WORK REQUIRED: Write out the records below word for word, all of them, but leave out the pictures.

AVAILABLE RECORDS:
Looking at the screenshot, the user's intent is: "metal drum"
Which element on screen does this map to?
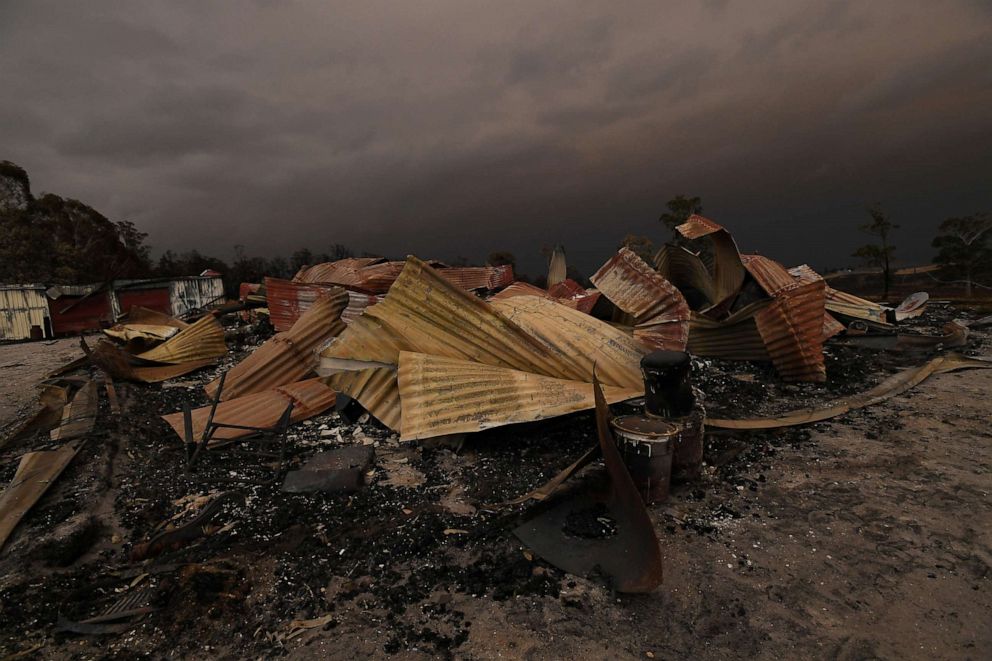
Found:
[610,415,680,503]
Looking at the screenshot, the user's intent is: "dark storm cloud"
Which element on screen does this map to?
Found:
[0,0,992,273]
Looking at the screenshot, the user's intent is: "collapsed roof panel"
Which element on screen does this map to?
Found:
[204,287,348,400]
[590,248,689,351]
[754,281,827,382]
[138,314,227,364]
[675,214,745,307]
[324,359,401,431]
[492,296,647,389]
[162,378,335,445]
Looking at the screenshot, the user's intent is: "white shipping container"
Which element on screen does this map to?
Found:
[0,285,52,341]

WORKED ANSWER:
Looking at the screenshot, the user's intent is: "metal drum"
Which element on screen does this map to?
Found:
[610,415,680,503]
Looking at the screenshot, the user's intent is: "dark storm cloud"
Which element on screen does this map to?
Found:
[0,0,992,273]
Looking at the screenshot, the user's intent is: "collapsed roof panel"
Which element on screen does this map to?
Found:
[204,287,348,400]
[590,248,689,351]
[754,281,827,382]
[138,314,227,364]
[675,214,745,307]
[324,359,401,431]
[492,296,647,389]
[162,378,335,445]
Looking at the screenshot, the user's intent is: "white shipping container"
Which element on screen does this map to?
Found:
[0,285,52,341]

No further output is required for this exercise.